* BEGIN Provided passage *

I'm trying to achieve performant record writes from pandas (or ideally Polars if possible) in a Python environment to our Apache Iceberg deployment (with hive metastore) directly, or via Trino query engine based on which is the most performant.
Given what I've already tried, my current record write throughput is still pretty rubbish. If someone can please point my head in the right direction of how to get performant write connections directly to iceberg (or via Trino if expected to work through a query engine)... as I'm also not seeing documentation for guidance.
My attempts as follows:
- Originally via Trino python package to parse the content of a pandas df into batches of sql syntax queries. - clunky and slowest
- Then digged and found a async Trino python package which would atleast allow me to make the calls with asyncio and benefit from call concurrency based on the number of trino workers deployed.

* END Provided passage *
* BEGIN Listed records *

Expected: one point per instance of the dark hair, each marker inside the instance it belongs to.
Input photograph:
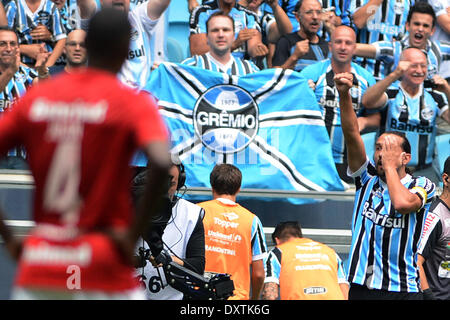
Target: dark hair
(6, 28)
(287, 229)
(225, 179)
(108, 35)
(422, 7)
(219, 13)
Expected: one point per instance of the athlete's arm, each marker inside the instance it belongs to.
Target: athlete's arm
(157, 172)
(198, 43)
(365, 50)
(87, 8)
(270, 291)
(258, 276)
(363, 14)
(12, 243)
(355, 146)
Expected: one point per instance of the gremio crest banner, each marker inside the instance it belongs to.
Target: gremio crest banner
(268, 124)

* END Listed records *

**Work to do:**
**1)** In the forum post about writing pandas data to Apache Iceberg, which attempt does the author call the slowest?
**2)** Carry on the forum post about writing pandas data to Apache Iceberg, starting after its last sentence.

**Responses by task:**
**1)** Using the Trino Python package to turn the pandas DataFrame into batches of SQL queries.

**2)**
- Utilized Trino's jdbc connector type, with underlying trino-jdbc.jar,and python's jaydebeapi package to see if a performance improvement can be expected with the underlying java runtime execution - data read successful, but write unsuccessful
- Iceberg direct connection via pySpark - connection issues described under this post
- pyIceberg as of version 0.4.0 still does not contain record writing functionality from what I could gather from documentation or digging in the package
- Stumbled onto this approach with pandas.to_sql() method - best so far but still not nearly enough
Through one communication thread I also read how a dataframe can be uploaded to S3 directly as parquet file format, then from there possible to link up with iceberg's relevant catalog table via meta data calls (makes sense compression transfer wise)... but also haven't been able to get working this way round
The code snippet of pandas.sql() via Trino is the only one worth sharing:
import warnings
# Ignore all warnings
warnings.filterwarnings("ignore")
import logging
logging.getLogger().setLevel(logging.DEBUG)
from sqlalchemy import create_engine
from trino.auth import BasicAuthentication
import pandas as pd
from datetime import datetime
trino_target_host = "..."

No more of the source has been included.